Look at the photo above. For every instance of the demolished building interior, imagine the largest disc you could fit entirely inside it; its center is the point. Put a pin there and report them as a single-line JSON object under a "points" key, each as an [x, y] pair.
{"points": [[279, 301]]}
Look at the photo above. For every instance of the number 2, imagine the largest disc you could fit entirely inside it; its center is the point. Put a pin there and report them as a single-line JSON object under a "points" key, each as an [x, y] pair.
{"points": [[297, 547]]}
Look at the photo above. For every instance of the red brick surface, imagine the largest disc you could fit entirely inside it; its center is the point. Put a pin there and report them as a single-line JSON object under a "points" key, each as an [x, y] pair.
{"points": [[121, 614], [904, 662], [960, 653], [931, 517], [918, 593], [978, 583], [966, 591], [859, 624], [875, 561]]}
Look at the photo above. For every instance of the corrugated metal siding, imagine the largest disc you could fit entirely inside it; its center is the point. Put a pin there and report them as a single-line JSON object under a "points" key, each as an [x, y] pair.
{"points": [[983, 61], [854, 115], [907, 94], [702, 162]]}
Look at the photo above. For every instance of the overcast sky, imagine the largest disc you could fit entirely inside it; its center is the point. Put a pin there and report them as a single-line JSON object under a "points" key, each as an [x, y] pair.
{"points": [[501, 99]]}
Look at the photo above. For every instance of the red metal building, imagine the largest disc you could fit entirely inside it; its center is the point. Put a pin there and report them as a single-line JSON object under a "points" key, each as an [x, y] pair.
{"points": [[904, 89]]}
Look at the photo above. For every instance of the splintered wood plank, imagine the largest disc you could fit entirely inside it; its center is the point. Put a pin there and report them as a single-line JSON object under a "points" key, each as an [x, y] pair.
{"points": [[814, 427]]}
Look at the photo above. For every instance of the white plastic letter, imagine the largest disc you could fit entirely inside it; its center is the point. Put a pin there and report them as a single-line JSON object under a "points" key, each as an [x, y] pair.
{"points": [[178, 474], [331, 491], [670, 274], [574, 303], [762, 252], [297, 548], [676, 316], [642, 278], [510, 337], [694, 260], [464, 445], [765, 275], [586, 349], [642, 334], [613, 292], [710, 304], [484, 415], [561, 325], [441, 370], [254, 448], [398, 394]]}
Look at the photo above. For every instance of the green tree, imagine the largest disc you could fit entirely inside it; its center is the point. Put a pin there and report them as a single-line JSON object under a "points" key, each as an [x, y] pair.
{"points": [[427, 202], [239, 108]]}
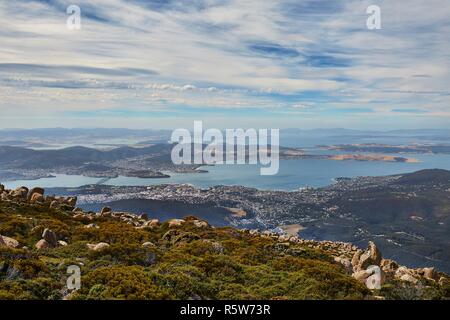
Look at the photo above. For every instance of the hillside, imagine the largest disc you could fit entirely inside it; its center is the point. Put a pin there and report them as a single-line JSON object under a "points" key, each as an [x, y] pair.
{"points": [[124, 256]]}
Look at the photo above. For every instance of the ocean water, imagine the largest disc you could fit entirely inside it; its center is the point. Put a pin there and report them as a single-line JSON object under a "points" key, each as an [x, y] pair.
{"points": [[292, 175]]}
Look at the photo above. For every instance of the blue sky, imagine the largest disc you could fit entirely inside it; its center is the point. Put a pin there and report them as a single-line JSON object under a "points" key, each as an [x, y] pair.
{"points": [[253, 63]]}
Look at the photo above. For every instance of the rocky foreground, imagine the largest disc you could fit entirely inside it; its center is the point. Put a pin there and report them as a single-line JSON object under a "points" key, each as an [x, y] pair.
{"points": [[128, 256]]}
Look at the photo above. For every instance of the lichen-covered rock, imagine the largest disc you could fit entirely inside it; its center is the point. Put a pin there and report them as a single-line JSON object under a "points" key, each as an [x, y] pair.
{"points": [[8, 242], [42, 244], [49, 236], [35, 190], [37, 197], [148, 244], [97, 246], [175, 223]]}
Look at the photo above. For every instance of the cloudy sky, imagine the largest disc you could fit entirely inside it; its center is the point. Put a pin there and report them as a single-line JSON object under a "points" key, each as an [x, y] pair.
{"points": [[247, 63]]}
════════
**Instructions to follow:**
What you return must match each record exactly and contain no images.

**Exercise output:**
Look at the photo above. For every instance of the demolished building interior, imagine the largest disc you could fit entirely inside it; its center is the point. Put a pin there and report them as a single-line JSON object under a "points" key, each as an [x, y] pair.
{"points": [[279, 301]]}
Look at the photo above. For every instance of the number 2, imagine the largest disc you could fit entirely inside it; its center is the point. Put a pin there and report them as a single-line JSON object under a "points" key, each as an [x, y] pair.
{"points": [[297, 547]]}
Look at the photo above. For every instance of the red brick surface, imagine the largest disc you could fit entirely inside it; its center is the point. Put a pin there and report them as a single-line JSON object under a "points" key, each as an [x, y] pair.
{"points": [[121, 614], [904, 662], [960, 653], [931, 517], [918, 593], [978, 583], [966, 591], [859, 624], [875, 561]]}
Look at the photo above. For every instance of the corrugated metal siding, imagine the largest disc you could fit entirely inside it; its center is the point. Put a pin there and report them as a single-line JSON object under a "points" key, each as an [x, y] pair.
{"points": [[983, 61], [854, 115], [907, 94], [702, 162]]}
Look at the photo above. For every instance of the overcast sky, imagine the largest disc you could fit entirely inside it; its center is the point. Put a pin there and report them as a single-line JSON object under a "points" key, each as an [x, y] pair.
{"points": [[501, 99]]}
Look at the photo above. For every instance of the red metal building, imagine the largest disc you could fit entirely inside it; its center is the point. Put a pin there and report them as a single-line JSON object under a "points" key, each as an [x, y] pair.
{"points": [[904, 89]]}
Look at the photo above. For every instance of the splintered wood plank, imagine the largest disc you could fit entirely inside it; its center is the point. Put a pin there and report them as a single-line JSON object under a "points" key, each as an [x, y] pair.
{"points": [[814, 427]]}
Look at the photo above. For every instance of the white plastic letter, imagine the largest disc you could fit entirely inside it; its center is the point. Put a pin there and report them as a single-line JSON object under a "points" key, each as an [x, y] pair.
{"points": [[178, 474], [331, 491], [670, 274], [574, 303], [762, 252], [297, 548], [676, 316], [642, 278], [510, 337], [694, 260], [464, 445], [765, 275], [586, 349], [642, 334], [613, 292], [710, 304], [484, 415], [561, 325], [441, 370], [254, 448], [398, 394]]}
Look at the photo above. For every instance of the green tree, imagine the largest disc you could fit entirely inside it; its center is the point. Put a pin there and report them as a single-line JSON object under a "points" key, each as an [x, y] pair.
{"points": [[427, 202], [239, 108]]}
Look at the photo above. For every instance of the hillside, imagine the largest disc you could fit entirely inside it; its center is the point. Put a pin there and report them as a single-line JSON object under a "points" key, each as an [x, y] pair.
{"points": [[124, 256]]}
Look at the photo above. For every instance of the ocean water, imagine the largest disc you could fit entirely inside it; its center is the point. Put a pin there and report them as a single-line JSON object under a "points" key, each as an [x, y] pair.
{"points": [[292, 175]]}
Look at the photo above. For every instance of the blue sky, imagine the largest disc you could fit entirely inside it; its center is the point. Put a pin there and report them as a single-line JSON object under a "points" key, each as an [x, y] pair.
{"points": [[253, 63]]}
Look at the photo above. For every instance of the rocky foreground, imagine the largest disc you could fit entirely inside it; its center is the point. Put a pin there and report them as a single-line JSON object under a "points" key, each as an [x, y] pair.
{"points": [[128, 256]]}
Look at the photo above. For every instance of the lichen-covered rock, imagine the largest disc you could fit entirely inside it; its center is the point. Put a pin there and report them as a single-line JSON object under a "points" key, each as an [x, y] pair.
{"points": [[8, 242], [42, 244], [49, 236], [35, 190], [37, 197], [148, 244], [97, 246], [175, 223]]}
Look at the photo above. For every instance of the cloudy sky, imagine the largest disc you could fit entirely inside it; its center is the point. Put a pin there and report them as a single-line JSON object under a "points" key, each as an [x, y] pair.
{"points": [[247, 63]]}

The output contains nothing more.